*依頼事項:*
1. 次の(a)〜(c)が抜粋の内容と合うかどうかを、はい・いいえで答えよ。判断の決め手となる抜粋の語句をそのまま引用して添えること。
(a) 書き手は『風が強く吹いている』でこの作者を知った。
(b) 書き手はエグい話やグロい話が好きだ。
(c) 物語は派手な出来事を次々に重ねながら進む。
2. 抜粋によると、最初のページのエピソードは誰を想起させるか。
3. 抜粋の「登場人物たちの悲嘆が」で始まる文で、「が」を付けて並べられている感情の語をすべて挙げよ。

私が語りはじめた彼は
寝盗った者と寝盗られた者。その間に、寝盗られた者を裏切った者がいる。
裏切り者と寝盗った者は、物語のはるか遠景で二人だけの幸せに浸り、ほとんど不在である。
この本は、裏切られた者たちが、紡ぐ連作だ。彼らに振り回された者たちの嘆きの物語だ。
もう、途中で呪われている気分になったですよ。
『風が強く吹いている』で知った作者の本、他のも読んでみよううかと本屋で手を伸ばした。
最初のページの、漢の呂后(呂太后)を想起させるエピソードがショッキングだった。
エグい話も、グロい話も苦手だ。しかし、ここからどうなるのかが気になって気になって、棚に戻せなくなった。
予想外にも、そのエピソードの激しさを押し殺して、物語は表面ばかりは静かに、派手な出来事の一つもなく進む。
登場人物たちの悲嘆が、怨嗟が、懊悩が、苦悶が、憐憫が、諦念が、呪詛のように、ぐぐーっと圧迫感を持ってのしかかってくる息苦しさ。
淡々としている日常は、薄氷の下に素顔を隠している。
夫を寝盗られた妻と、恋人に裏切られて教授に見捨てられた若手研究者。妻を寝盗られた夫。父親に捨てられた息子。母親に閉じ込められて追い詰められた娘。父親に捨てられた娘と、恋人に遊ばれて捨てられて忘れ去られた男。
美しく狂え。人生を狂わされたのだ。
そして、裏切り者は、もはや何の承認も交渉もなしえない彼方に去り、振り回された者たちは、自尊心の傷つきを抱えたまま取り残される。

*項目一覧:*
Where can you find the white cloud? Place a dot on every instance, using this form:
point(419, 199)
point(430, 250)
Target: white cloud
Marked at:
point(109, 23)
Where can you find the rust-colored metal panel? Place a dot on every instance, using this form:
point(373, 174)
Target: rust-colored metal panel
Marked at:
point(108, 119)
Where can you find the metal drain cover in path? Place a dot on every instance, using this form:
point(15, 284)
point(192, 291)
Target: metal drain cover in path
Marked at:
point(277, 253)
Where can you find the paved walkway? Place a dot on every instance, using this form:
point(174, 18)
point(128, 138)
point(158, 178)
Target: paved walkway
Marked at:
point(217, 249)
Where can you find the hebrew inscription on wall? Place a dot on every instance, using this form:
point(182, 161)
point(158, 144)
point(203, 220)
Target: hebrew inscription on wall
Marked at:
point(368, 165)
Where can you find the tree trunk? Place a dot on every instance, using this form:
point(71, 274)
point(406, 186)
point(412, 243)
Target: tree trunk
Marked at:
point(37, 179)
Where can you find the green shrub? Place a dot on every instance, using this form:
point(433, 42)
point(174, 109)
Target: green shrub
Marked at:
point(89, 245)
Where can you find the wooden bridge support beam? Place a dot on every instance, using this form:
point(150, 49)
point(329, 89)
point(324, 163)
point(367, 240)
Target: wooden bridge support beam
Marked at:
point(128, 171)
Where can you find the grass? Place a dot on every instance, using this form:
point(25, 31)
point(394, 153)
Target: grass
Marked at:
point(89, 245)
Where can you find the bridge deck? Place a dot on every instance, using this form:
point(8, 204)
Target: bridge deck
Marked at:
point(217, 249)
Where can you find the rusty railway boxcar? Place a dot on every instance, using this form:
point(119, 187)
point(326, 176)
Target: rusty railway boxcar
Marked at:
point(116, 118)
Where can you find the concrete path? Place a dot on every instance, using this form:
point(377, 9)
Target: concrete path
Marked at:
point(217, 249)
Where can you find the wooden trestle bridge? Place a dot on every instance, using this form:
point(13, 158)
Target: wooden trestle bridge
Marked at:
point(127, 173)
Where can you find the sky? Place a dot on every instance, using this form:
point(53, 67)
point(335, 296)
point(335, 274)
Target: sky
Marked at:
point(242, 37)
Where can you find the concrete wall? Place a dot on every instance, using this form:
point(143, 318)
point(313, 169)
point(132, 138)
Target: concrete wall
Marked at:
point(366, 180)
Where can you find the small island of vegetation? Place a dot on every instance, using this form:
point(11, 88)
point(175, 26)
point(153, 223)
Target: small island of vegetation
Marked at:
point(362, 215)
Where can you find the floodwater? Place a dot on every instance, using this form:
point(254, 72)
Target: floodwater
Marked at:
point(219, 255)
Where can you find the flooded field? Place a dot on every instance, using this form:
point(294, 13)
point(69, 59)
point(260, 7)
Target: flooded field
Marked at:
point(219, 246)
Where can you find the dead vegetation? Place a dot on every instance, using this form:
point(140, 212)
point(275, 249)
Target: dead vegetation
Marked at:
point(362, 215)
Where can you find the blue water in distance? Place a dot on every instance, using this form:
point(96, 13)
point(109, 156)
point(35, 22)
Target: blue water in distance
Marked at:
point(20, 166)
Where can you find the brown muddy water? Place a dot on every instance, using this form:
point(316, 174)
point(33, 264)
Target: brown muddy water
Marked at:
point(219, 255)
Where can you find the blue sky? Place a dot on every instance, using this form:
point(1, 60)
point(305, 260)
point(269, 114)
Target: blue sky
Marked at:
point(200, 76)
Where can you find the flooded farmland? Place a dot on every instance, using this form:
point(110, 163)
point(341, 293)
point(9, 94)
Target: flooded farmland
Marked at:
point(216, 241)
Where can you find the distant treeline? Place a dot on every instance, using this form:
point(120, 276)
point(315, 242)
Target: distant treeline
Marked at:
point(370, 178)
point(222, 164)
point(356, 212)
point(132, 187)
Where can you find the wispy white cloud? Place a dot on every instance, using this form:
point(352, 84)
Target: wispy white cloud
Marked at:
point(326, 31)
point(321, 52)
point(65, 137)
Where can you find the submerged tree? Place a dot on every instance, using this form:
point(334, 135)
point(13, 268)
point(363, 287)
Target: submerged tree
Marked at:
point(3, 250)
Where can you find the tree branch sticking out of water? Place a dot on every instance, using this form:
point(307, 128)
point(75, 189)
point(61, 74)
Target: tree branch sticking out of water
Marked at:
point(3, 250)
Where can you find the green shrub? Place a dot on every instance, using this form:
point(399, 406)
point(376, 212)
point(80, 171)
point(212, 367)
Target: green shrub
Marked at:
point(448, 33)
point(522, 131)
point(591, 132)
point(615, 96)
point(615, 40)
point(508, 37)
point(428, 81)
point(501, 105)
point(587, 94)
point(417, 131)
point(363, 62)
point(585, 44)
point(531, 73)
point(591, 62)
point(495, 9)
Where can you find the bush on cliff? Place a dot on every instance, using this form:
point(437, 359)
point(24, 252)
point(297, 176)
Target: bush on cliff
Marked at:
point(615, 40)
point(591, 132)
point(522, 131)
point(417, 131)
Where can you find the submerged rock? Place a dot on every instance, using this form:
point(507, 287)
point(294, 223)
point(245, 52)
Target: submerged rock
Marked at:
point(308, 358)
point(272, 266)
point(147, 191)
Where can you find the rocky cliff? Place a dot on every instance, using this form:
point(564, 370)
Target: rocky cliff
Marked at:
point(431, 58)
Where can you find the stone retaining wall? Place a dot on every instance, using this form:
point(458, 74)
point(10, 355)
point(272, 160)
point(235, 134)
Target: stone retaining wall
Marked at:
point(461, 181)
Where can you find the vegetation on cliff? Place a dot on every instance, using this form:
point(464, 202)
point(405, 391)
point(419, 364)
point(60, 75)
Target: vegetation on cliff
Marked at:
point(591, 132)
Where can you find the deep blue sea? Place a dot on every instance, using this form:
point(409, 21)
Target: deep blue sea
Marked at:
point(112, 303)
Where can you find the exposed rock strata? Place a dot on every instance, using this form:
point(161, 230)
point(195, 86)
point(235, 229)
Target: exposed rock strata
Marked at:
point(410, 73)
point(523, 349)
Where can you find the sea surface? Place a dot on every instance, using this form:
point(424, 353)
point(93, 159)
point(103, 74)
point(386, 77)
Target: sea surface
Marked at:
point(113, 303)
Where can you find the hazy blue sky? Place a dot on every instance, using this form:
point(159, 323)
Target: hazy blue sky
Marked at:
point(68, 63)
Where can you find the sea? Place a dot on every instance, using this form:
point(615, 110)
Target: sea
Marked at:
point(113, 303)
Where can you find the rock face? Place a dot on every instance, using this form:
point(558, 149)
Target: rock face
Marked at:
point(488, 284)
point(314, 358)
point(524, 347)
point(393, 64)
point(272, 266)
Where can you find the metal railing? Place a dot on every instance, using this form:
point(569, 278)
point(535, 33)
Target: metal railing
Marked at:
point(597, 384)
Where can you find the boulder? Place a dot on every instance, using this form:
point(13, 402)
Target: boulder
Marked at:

*各問の答え:*
1.
(a) はい。「『風が強く吹いている』で知った作者の本」
(b) いいえ。「エグい話も、グロい話も苦手だ。」
(c) いいえ。「派手な出来事の一つもなく進む」

2. 漢の呂后(呂太后)。

3. 悲嘆、怨嗟、懊悩、苦悶、憐憫、諦念